* What is expected
Give an exact copy of the data that follows.
══ Given entries
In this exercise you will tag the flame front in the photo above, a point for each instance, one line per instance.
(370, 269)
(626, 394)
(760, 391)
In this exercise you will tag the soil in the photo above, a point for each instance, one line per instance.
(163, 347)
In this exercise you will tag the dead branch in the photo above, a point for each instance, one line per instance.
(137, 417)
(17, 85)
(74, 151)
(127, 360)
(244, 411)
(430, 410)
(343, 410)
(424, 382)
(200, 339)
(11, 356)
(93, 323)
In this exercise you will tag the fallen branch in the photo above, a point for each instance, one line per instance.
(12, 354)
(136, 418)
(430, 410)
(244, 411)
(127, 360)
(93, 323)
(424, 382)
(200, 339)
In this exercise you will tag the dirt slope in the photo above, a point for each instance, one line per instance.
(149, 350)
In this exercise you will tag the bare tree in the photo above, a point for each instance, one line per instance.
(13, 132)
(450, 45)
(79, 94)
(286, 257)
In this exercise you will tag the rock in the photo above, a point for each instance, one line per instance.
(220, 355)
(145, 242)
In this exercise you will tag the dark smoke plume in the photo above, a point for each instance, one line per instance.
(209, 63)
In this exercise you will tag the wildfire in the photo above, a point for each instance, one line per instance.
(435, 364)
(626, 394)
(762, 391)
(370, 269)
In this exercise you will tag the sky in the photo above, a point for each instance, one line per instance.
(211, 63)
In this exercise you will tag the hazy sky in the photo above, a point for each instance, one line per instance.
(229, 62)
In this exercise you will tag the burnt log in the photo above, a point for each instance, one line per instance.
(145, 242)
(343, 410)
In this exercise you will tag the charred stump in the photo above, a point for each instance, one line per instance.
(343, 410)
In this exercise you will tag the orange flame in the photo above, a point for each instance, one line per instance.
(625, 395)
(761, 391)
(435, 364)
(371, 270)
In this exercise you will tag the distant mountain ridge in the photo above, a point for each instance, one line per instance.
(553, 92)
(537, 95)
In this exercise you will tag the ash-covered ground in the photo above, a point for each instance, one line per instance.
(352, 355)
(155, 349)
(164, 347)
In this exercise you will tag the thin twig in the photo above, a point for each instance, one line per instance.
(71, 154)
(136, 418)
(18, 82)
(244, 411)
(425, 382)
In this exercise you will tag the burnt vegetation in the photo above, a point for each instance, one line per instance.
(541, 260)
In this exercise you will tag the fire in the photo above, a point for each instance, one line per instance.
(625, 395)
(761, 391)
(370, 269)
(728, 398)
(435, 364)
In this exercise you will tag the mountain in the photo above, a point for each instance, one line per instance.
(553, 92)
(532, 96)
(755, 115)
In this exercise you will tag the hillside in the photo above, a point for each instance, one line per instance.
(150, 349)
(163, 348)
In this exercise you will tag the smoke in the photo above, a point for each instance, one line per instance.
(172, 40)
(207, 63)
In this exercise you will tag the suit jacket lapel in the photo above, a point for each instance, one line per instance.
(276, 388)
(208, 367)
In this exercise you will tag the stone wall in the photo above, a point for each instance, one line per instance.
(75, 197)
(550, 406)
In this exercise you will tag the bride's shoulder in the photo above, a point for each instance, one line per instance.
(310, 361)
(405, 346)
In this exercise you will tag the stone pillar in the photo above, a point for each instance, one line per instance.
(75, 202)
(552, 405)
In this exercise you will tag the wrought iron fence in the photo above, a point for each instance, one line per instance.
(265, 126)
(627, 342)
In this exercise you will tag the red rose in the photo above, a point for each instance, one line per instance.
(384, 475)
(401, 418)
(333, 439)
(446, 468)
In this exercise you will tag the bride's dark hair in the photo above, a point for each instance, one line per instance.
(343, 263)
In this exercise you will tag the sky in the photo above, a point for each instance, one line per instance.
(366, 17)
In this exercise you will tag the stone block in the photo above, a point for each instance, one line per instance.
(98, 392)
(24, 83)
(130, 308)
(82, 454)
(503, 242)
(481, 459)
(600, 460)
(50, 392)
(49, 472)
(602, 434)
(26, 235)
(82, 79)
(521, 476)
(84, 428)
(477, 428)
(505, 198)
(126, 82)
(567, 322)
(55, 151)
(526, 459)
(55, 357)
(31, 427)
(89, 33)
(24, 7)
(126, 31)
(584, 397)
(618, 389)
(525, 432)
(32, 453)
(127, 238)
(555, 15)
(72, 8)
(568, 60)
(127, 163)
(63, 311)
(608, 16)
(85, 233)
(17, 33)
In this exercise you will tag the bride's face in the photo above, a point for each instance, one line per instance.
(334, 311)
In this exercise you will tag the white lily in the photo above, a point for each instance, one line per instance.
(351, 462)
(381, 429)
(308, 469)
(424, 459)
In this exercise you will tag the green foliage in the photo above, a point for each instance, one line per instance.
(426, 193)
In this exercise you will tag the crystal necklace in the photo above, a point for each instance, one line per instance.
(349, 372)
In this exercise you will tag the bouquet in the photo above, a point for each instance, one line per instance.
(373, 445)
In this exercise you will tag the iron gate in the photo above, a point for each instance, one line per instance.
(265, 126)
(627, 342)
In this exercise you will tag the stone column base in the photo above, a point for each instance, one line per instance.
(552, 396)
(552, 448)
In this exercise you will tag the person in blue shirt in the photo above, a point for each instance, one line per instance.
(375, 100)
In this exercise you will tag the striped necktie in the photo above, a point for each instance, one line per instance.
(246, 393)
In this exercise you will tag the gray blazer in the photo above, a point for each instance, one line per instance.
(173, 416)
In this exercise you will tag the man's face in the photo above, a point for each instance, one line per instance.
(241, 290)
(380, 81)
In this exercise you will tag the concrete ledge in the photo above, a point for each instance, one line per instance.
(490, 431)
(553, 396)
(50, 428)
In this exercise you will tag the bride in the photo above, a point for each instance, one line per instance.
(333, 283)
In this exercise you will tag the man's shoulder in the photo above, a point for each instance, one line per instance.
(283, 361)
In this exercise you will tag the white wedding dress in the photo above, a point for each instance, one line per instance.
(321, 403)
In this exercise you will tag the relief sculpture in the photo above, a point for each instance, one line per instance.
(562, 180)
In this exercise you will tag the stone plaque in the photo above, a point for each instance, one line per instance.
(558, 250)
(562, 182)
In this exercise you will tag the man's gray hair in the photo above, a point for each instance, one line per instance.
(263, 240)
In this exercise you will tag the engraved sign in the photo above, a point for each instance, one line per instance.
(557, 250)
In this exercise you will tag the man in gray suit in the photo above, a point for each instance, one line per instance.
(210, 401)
════
* Exercise result
In this exercise you will tag the flame front in the photo above, a point for each instance, one line per instance.
(370, 269)
(626, 394)
(760, 391)
In this exercise you will tag the soil in the photo above, a point for each instance, one line per instance.
(163, 347)
In this exercise you will tag the dead branch in the photo above, a point for each instance, one line per instance.
(137, 417)
(17, 85)
(74, 151)
(127, 360)
(244, 411)
(430, 410)
(343, 410)
(424, 382)
(200, 339)
(11, 356)
(93, 323)
In this exercise you will tag the fallen branch in the photo above, a point for each instance, one line per instance.
(12, 354)
(136, 418)
(430, 410)
(244, 411)
(127, 360)
(93, 323)
(424, 382)
(200, 339)
In this exercise you will tag the dirt slope in the photo above, a point for each instance, one line per instance.
(149, 350)
In this exercise you will tag the bare tree in the photo above, a point for each instance, one line per instance.
(13, 132)
(450, 45)
(79, 94)
(286, 257)
In this exercise you will tag the rock in the photo above, a point for each instance, one line per instance.
(220, 355)
(145, 242)
In this exercise you will tag the dark smoke plume in the photo above, a point for each instance, one line per instance.
(209, 63)
In this exercise you will tag the wildfire in the photo above, a point for each instance, one line per instance.
(435, 364)
(626, 394)
(762, 391)
(370, 269)
In this exercise you will tag the sky in the photo above, a point for each instance, one line per instance.
(211, 63)
In this exercise you will tag the hazy sky in the photo above, a point for each instance, one line per instance.
(229, 62)
In this exercise you will tag the burnt log in the photo above, a point for each instance, one line per instance.
(145, 242)
(343, 410)
In this exercise you will tag the charred stump in the photo above, a point for each instance, one line per instance.
(343, 410)
In this exercise you will tag the orange flame in the photo above, a point for each instance, one line per instance.
(625, 395)
(761, 391)
(435, 364)
(371, 270)
In this exercise you will tag the distant mountain ridge in the photo above, a point for each instance, one line per instance.
(553, 92)
(537, 95)
In this exercise you will tag the ash-covered ground in the photo above, a point for each instance, one line per instance.
(352, 355)
(155, 349)
(164, 347)
In this exercise you will tag the thin twig in the photo above, a point for each instance, one line per instance.
(71, 154)
(136, 418)
(18, 82)
(244, 411)
(425, 382)
In this exercise you will tag the burnt vegetation in the photo above, a point for each instance, one line per instance.
(541, 260)
In this exercise you will tag the fire in the photo above, a point for each instance, one line per instance.
(625, 395)
(761, 391)
(370, 269)
(728, 398)
(435, 364)
In this exercise you will tag the mountain in the photo above, a point for each instance, one line per instance.
(553, 92)
(532, 96)
(755, 115)
In this exercise you will tag the hillside in the photo above, a point for each instance, one line per instance.
(150, 349)
(163, 348)
In this exercise you will tag the smoke in the photo above, a point for each instance, one line per instance.
(172, 40)
(207, 63)
In this exercise you will tag the suit jacket lapel in the photo above, a point for each instance, one line per instance.
(276, 388)
(208, 367)
In this exercise you will tag the stone wall in the photo above, a point for each instance, one line per instance.
(75, 197)
(550, 406)
In this exercise you will tag the bride's shoulder in the photo above, a point for each instance, one line per instance.
(310, 361)
(405, 346)
In this exercise you will tag the stone pillar in the photo above, a point for each instance, one line per instance.
(75, 202)
(552, 405)
In this exercise you will tag the wrought iron fence in the photo above, a point for each instance, one line per instance.
(265, 126)
(627, 342)
In this exercise you will tag the red rose in the photo above, a point for each instance, one line per instance.
(384, 475)
(401, 418)
(333, 439)
(446, 468)
In this exercise you will tag the bride's dark hair in the photo above, a point for each instance, one line per instance.
(343, 263)
In this exercise you will tag the sky in the photo above, a point for each instance, one line per instance.
(366, 17)
In this exercise you will tag the stone block in the photo above, a point for each instance, one line per instance.
(98, 392)
(24, 83)
(130, 308)
(82, 454)
(503, 242)
(481, 459)
(600, 460)
(50, 392)
(49, 472)
(602, 434)
(26, 235)
(82, 79)
(521, 476)
(84, 428)
(477, 428)
(505, 198)
(126, 82)
(567, 322)
(55, 151)
(526, 459)
(55, 357)
(31, 427)
(89, 33)
(24, 7)
(126, 31)
(584, 397)
(618, 389)
(525, 432)
(32, 453)
(127, 238)
(555, 15)
(72, 8)
(568, 60)
(127, 163)
(63, 311)
(608, 16)
(85, 233)
(17, 33)
In this exercise you will tag the bride's face in the photo above, a point for each instance, one line per instance.
(334, 311)
In this exercise you will tag the white lily in the photo above, a point for each instance, one line per instance.
(351, 462)
(381, 429)
(308, 469)
(424, 459)
In this exercise you will tag the green foliage in the photo above, a point for each instance, one line per instance.
(426, 193)
In this exercise you will tag the crystal necklace in the photo above, a point for each instance, one line per instance.
(349, 372)
In this exercise you will tag the bouquet in the photo above, a point for each instance, one line per instance.
(373, 445)
In this exercise you will tag the iron gate in the photo above, a point for each instance, one line per instance.
(265, 126)
(627, 342)
In this exercise you will tag the stone column base in the photo above, a point for each instance, one line per instance.
(552, 396)
(552, 448)
In this exercise you will tag the person in blue shirt in the photo above, a point for each instance, one line per instance.
(375, 100)
In this exercise you will tag the striped necktie in the photo above, a point for each instance, one line per instance.
(246, 393)
In this exercise you will tag the gray blazer in the photo above, a point for each instance, one line per instance.
(173, 416)
In this exercise you will tag the man's face in the photo above, a point for each instance, one line per instance.
(241, 290)
(380, 81)
In this exercise you will tag the concrete ledge in the photo above, a point for each instance, one line per instance.
(490, 431)
(553, 396)
(50, 428)
In this exercise you will tag the bride in the photo above, a point for each instance, one line per instance.
(333, 283)
In this exercise you will tag the man's shoulder in the photo above, a point for each instance, one line per instance.
(283, 361)
In this exercise you will tag the white wedding dress in the photo above, a point for each instance, one line per instance.
(321, 403)
In this exercise you will tag the relief sculpture in the photo above, a point for each instance, one line per instance.
(562, 180)
In this exercise you will tag the stone plaque in the photo above, a point for each instance, one line per instance.
(558, 250)
(562, 182)
In this exercise you will tag the man's gray hair in the photo above, a point for each instance, one line per instance.
(263, 240)
In this exercise you will tag the engraved sign in the photo above, a point for each instance, one line per instance.
(557, 250)
In this exercise you will tag the man in gray suit in the photo above, a point for each instance, one line per instance.
(210, 401)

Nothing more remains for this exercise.